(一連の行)
+--
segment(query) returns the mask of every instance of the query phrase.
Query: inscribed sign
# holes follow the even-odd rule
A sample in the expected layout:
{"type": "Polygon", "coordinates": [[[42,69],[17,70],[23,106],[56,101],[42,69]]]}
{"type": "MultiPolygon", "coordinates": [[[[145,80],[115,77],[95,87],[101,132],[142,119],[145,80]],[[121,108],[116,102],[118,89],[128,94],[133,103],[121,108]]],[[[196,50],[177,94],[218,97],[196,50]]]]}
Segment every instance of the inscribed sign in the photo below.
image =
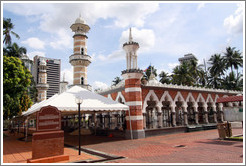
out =
{"type": "Polygon", "coordinates": [[[37,131],[61,129],[61,112],[53,106],[46,106],[37,112],[37,131]]]}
+--
課題の目的: 上の行をすべて、1行を1つの文字列とするJSONの文字列リストに変換すること。空行は入れず、画像は答えから外すこと。

期待される解答:
[
  "segment(query) returns the mask of every instance of the query phrase.",
  "Query: inscribed sign",
  "# holes follow the even-odd rule",
  "A sample in the expected layout:",
  "{\"type\": \"Polygon\", \"coordinates\": [[[42,69],[17,70],[23,106],[56,101],[42,69]]]}",
  "{\"type\": \"MultiPolygon\", \"coordinates\": [[[[145,80],[115,77],[95,87],[101,132],[142,119],[145,80]],[[121,108],[116,102],[118,89],[128,94],[133,103],[121,108]]],[[[196,50],[177,94],[218,97],[196,50]]]]}",
  "Segment every instance of the inscribed sign in the photo below.",
  "image =",
  "out =",
  "{\"type\": \"Polygon\", \"coordinates\": [[[37,131],[61,129],[61,112],[53,106],[46,106],[37,112],[37,131]]]}"
]